## PROMPT
Output the listing word for word, minus pictures.

## DATA SHOWN
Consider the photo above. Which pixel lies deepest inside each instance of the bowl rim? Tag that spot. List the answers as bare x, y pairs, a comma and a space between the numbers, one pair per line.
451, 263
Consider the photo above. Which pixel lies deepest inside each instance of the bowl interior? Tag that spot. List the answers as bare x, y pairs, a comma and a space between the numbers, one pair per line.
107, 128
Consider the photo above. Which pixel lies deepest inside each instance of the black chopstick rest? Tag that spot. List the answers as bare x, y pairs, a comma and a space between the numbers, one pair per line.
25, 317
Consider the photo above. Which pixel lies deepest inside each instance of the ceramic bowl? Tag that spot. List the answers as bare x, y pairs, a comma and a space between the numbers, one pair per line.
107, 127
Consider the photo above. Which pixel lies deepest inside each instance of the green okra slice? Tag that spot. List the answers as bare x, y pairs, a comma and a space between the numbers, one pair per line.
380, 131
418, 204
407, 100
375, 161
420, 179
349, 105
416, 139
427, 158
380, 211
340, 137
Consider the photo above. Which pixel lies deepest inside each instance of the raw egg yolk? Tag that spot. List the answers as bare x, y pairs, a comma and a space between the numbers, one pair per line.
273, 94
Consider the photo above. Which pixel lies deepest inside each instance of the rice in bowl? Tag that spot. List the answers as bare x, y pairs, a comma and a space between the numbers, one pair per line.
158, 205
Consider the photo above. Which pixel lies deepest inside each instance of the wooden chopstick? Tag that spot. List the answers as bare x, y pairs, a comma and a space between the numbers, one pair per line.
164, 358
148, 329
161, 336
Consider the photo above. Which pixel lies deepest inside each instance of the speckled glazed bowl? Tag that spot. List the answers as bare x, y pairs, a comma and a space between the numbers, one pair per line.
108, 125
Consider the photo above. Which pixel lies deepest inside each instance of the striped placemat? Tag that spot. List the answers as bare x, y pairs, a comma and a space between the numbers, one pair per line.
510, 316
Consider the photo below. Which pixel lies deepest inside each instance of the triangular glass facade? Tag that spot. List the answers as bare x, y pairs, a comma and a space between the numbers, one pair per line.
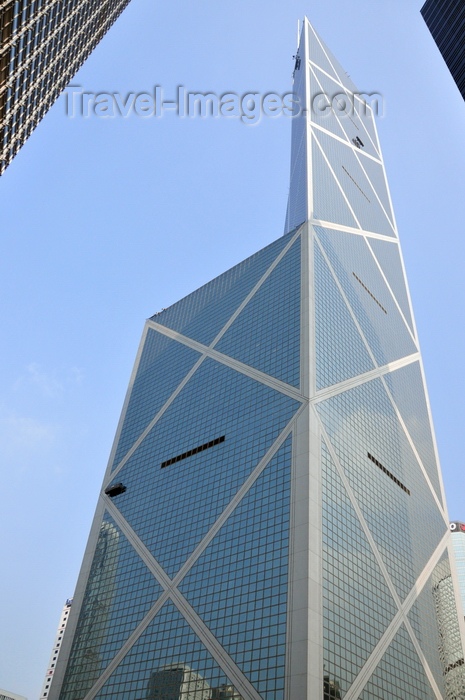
272, 523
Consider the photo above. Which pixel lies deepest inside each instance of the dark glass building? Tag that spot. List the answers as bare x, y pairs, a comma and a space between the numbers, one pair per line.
446, 22
42, 45
272, 515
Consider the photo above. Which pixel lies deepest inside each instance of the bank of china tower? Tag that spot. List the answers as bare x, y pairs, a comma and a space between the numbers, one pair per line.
273, 515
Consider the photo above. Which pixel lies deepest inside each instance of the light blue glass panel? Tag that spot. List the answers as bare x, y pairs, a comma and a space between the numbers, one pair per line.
297, 201
168, 662
266, 334
329, 203
340, 351
362, 422
317, 53
388, 256
458, 543
357, 604
339, 71
164, 364
400, 674
344, 119
368, 295
119, 593
239, 585
322, 91
423, 618
172, 508
355, 185
407, 389
375, 174
202, 314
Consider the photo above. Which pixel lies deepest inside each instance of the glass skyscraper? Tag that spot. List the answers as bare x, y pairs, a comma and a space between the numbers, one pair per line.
458, 544
446, 21
272, 515
43, 44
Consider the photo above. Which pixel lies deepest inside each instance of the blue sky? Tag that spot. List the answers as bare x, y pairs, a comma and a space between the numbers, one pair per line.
106, 221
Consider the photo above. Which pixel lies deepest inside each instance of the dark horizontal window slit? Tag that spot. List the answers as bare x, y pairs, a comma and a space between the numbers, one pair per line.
194, 451
386, 471
367, 290
456, 664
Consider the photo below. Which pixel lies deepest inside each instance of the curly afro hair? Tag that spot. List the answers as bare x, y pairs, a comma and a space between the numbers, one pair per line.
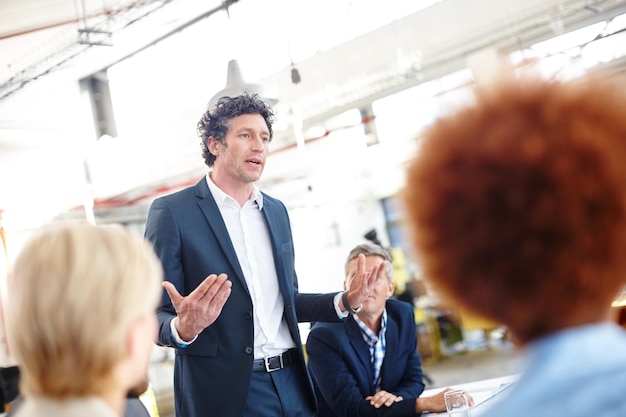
517, 204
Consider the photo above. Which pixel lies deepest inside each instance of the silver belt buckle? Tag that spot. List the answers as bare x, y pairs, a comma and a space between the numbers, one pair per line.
266, 360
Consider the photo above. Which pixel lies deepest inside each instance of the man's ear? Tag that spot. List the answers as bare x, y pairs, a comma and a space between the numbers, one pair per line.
212, 145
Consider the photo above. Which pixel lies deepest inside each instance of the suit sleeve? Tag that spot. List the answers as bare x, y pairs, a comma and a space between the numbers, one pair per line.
162, 232
336, 383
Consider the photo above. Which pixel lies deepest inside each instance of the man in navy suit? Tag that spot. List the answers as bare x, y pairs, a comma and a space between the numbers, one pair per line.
369, 364
231, 306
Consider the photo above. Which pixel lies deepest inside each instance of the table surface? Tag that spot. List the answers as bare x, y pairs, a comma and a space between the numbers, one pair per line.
482, 391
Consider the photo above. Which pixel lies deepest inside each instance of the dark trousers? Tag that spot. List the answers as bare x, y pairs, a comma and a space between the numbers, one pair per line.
279, 393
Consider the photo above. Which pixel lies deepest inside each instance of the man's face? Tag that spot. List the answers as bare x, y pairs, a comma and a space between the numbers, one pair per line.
383, 289
241, 155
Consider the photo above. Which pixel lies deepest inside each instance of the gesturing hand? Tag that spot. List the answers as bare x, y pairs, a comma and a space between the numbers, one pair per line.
201, 307
362, 285
383, 397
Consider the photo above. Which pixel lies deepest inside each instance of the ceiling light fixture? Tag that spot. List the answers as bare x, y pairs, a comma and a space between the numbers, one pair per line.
235, 86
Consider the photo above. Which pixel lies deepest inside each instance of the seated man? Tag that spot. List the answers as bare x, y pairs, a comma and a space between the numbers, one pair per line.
369, 365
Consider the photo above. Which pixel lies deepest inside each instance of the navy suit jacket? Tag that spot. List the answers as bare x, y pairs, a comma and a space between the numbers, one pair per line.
339, 362
212, 375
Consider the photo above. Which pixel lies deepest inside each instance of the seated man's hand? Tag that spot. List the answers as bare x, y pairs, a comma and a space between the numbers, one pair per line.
436, 403
384, 398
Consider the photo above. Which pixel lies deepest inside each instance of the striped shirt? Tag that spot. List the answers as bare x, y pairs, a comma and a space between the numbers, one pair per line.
377, 344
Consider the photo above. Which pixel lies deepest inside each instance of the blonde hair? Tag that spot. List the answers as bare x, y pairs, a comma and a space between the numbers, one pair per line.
74, 294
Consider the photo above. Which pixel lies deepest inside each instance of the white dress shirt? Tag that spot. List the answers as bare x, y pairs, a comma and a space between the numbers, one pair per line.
250, 237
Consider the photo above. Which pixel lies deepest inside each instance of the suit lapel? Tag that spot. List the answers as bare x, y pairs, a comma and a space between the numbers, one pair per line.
360, 349
212, 214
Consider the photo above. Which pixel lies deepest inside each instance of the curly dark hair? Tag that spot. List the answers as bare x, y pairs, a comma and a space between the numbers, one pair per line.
215, 121
517, 205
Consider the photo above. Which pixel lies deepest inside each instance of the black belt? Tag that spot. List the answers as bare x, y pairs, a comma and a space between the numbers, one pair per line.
274, 363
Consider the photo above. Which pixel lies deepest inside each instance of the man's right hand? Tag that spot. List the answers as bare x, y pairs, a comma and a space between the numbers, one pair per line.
201, 307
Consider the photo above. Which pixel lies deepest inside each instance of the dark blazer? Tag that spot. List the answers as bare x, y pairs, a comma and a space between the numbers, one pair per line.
339, 362
212, 375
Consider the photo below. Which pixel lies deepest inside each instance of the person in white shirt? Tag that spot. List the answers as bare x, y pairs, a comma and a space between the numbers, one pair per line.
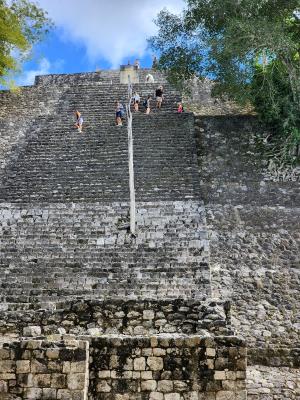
136, 101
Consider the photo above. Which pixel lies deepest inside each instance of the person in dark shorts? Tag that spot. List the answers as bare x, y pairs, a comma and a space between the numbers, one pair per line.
119, 112
136, 101
79, 121
159, 96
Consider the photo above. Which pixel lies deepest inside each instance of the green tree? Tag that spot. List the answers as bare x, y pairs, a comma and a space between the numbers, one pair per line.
249, 47
22, 24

## RESULT OF THIS EXERCISE
Consider the photo above. Which pixel lies deepest inside each instance of the bowl rim? Tag that spot. List the answers as bare x, y pairs, a comma and a space between the numbers, one pair per line.
451, 263
Consider the photo above. Which pixel lies deepest inside each instance of the bowl interior? Tag that spot. List the answers as bare x, y pairs, a comma and a space between the numbers, one pair per line.
107, 128
Consider the photo above. Which pixel lies deepest inside each instance of the black chopstick rest? Tag that spot. List the answers as bare x, y pairs, a comma and a space between the numbers, one pair per line.
25, 317
Consider the photo above. Which pixel lies deepest inside each instance of the ceramic bowl? Tag that spot. List the answers as bare x, y pairs, a comma and a space between the numbers, one pair per line.
107, 127
Consider the photo above. Which pixel lies deepest inside each instance of the green okra slice? Tag that spot. List the answers as bare x, y pairs, a comma and a space between the numbers, one pair per line.
380, 131
418, 204
407, 100
375, 161
420, 179
349, 105
416, 139
427, 158
380, 211
340, 137
Consider the photo above. Which pixel lies deepest inside each instance of the raw egg yolk? Tag that spot. List the answers as bare x, y pairs, a comma and a space between the numbers, one pair per line.
273, 94
Consider the photo above. Which pixel lies deepest inside each instance of the rice in bowl? Tag that spot. List the answers as bare x, y pairs, a comma and a space between the numbers, one pair per line.
158, 205
Consider the photo above. Which pixel lies deepest inside each instance of the wooden chopstick? Tag that spot. List the answers as bare x, y pairs, a comma and a space between the numbers, one pair per line.
164, 358
148, 329
161, 336
Consider the photo above. Which pixel lies deepest inside each instance of the speckled glazed bowl? Tag that spot. List the answers as bare x, y pairs, a comma and a space between the numbers, one pair per line.
108, 125
Consider the photo above. Which pixel lies deepest inside each instance of the striped placemat? Tag that spot. List the answers as bare x, y pairs, a comma and a space between the numbers, one pair per line.
510, 316
Consider the photo below. Which pixel lies deepest inside each instance of the triangular glass facade? Tag that spot. List the answers as bare x, y pairs, a comma and a space between the numbers, one pair per line.
272, 523
Consider the photo above. Which pixel lies deepest inside each instance of the dark glass building? Tag that spot. List the answers as bare x, y pairs, a comma and a space between the numbers, one pair per line.
446, 22
42, 45
272, 515
Consider the photo above. Which pixel lies deepest inside each instance of the bank of china tower? Tag that spot. List the answers as bare x, y pairs, a comma and a space between the numbers, one pair per line.
273, 515
Consider the photo above. Which pixel lies deepest inside each instance of the light blue glass panel? Tag that spot. List the answers as bare x, y pairs, a comma and a space between the numbers, one pair per line.
297, 201
168, 662
266, 334
329, 203
340, 351
362, 422
317, 53
388, 256
458, 543
357, 604
339, 71
164, 364
400, 674
344, 119
368, 295
119, 593
239, 585
322, 91
423, 618
172, 508
355, 185
407, 389
375, 174
202, 314
Consider the photo above. Which pixel lies deepest inside each instance of the glass skyscraper? Tag that spot. List the answers as bare x, y pairs, a comma and a space between the numbers, one pair per line.
458, 544
446, 21
272, 515
43, 44
Consider the photo above. Which pixel lies deepest inside each instance of the blue sky? Tag that spot. List the answers as bare x, y pairs, a comma and a space between the numbers, one pair per line.
106, 221
Consider the photo above. Which pixel lies deepest inside each instance of the dark horizontal window slit? Tag that spot. List the answers as bare x, y pairs, a comma and a space between the numbers, one pair per line.
194, 451
386, 471
367, 290
456, 664
Consider the photo below. Which pixel lies deepest inside each instance of the curly afro hair? Tag that spot. List the answers as bare x, y pairs, a comma and a space between the numbers, one pair per line.
517, 204
Consider the photo above. Which pixel lies deepest inside each instance of the silver belt buckle? Tag that spot. List the answers as bare x, y pairs, a comma and a space between the numbers, one pair per line.
266, 360
Consider the photo above. Which pixel lies deepest inside each instance of the man's ear? Tag that spot. List the answers as bare x, y pairs, a comma and a space between the numbers, one pair per line.
212, 145
Consider the photo above. Which pixel lies deepest inside each instance of the suit sleeve? Tag that spot. List the answers as bare x, y pairs, a comma and a space between the numbers, one pair per line.
162, 232
336, 383
Consider the photo above. Which pixel lies deepest inside each instance of the man in navy suit? Tag that spot. List the answers as bare x, y pairs, a comma and a space between the numbers, one pair per line.
369, 364
231, 306
Consider the photo above. Which pixel lies deepest inside each instance of the table surface? Tag that spot. List the answers as bare x, y pairs, a comma and a space between the numbers, one pair per line.
482, 391
Consider the photo above. Which pixel lies deepest inside each instance of the dark trousers? Tag that spot. List the answers as bare x, y pairs, a comma and a space between the numbers, one pair per line.
279, 393
Consider the photo above. Which pixel lies deepest inside each instance of the man's face? Tag that spot. List the answers as bare x, y pairs, a comma and a space between the numbers, one pair per line.
383, 289
241, 155
Consider the photo above. Which pixel lies deepest inside each instance of the gesturing hand? Tag that spot. List the answers as bare x, y pairs, a comma and a space between the numbers, one pair per line.
201, 307
362, 285
383, 397
Consider the photo above. Which pixel lies deepest inside each instance of the ceiling light fixture? Tag that spot. List the answers as bare x, y pairs, a comma and a space between the numbers, one pair per line.
235, 86
Consider the photo above. Which pixel lies deepest inside each instance of the seated man? Tag that spot. List the answers as bare x, y pairs, a comma and a space between the numbers, one pair per line.
369, 365
Consider the photo above. Which pixel lies deepest inside each instance of the navy suit jacket? Tag that spot. List the answers as bare x, y pairs, a comma and a space between the numbers, one pair per line.
339, 362
212, 375
Consider the photo above. Which pixel lies deepest inside each instance of the seated man's hand? Tag that spot. List the answers as bare x, y pairs, a comma and a space between the numbers, one pair per line.
436, 403
384, 398
Consider the photo above. Which pixel lies deepest inside each instance of the striped shirt? Tag that spot. List the answers as bare x, y pairs, a comma and a space between the numbers, one pair per line.
377, 344
Consider the photo above. Which pixel lies deepest inside each instance of the blonde hair? Tag that spot. List the answers as bare x, y pairs, a comma and a space between the numbers, one pair per line.
74, 294
Consider the photo above. Which pixel lies deepest inside each instance of the white dress shirt? Tag that spot. List the answers as bare x, y pairs, a comma and a space between the numbers, one pair per line.
250, 237
Consider the photo above. Which pixel lies deepest inside each instance of the suit lapel? Tag that spot. List the answers as bare x, y pairs, a comma and a space between the numbers, one pair per line.
360, 349
212, 214
Consider the photo above. Which pixel lies deepest inside each instance of the curly dark hair? Tag that spot. List the answers as bare x, y pairs, a comma and a space between the numbers, one pair per line.
215, 121
517, 205
Consider the photo above. Which pixel lies deepest inside each instance of the black belt? Tag that spot. List the answers as bare x, y pairs, a comma and a space between the numbers, one pair per line.
274, 363
Consider the photo above. Which pixel lies deepest inside each instance of the man's right hand? Tag that spot. List the answers as bare x, y pairs, a comma and a space between the numbers, one pair per line.
201, 307
Consider the photo above. Which pixel lies deepest inside each instance of the dark blazer? Tag that spot. List the answers as bare x, y pairs, a comma and a space between the numbers, one pair per line.
339, 362
212, 375
Consider the photo below. Which pixel lies deepest inside each instance of the person in white shirt? Tag that spot. List the answers as bare x, y pairs, a comma and a space between the numbers, one pair per line.
136, 101
Consider the photo above. Which pixel lies deepest inside each instance of the person in dark shorts? Tag that spot. List the answers as bare x, y pairs, a comma and a space between the numbers, one pair per line.
119, 112
136, 101
79, 121
159, 96
Consider the photo above. Which pixel lies deepest inside each instance of the green tree? Tag that spot. List the answers as bare x, y pairs, a comma and a space between the numbers, one pair per line.
249, 47
22, 24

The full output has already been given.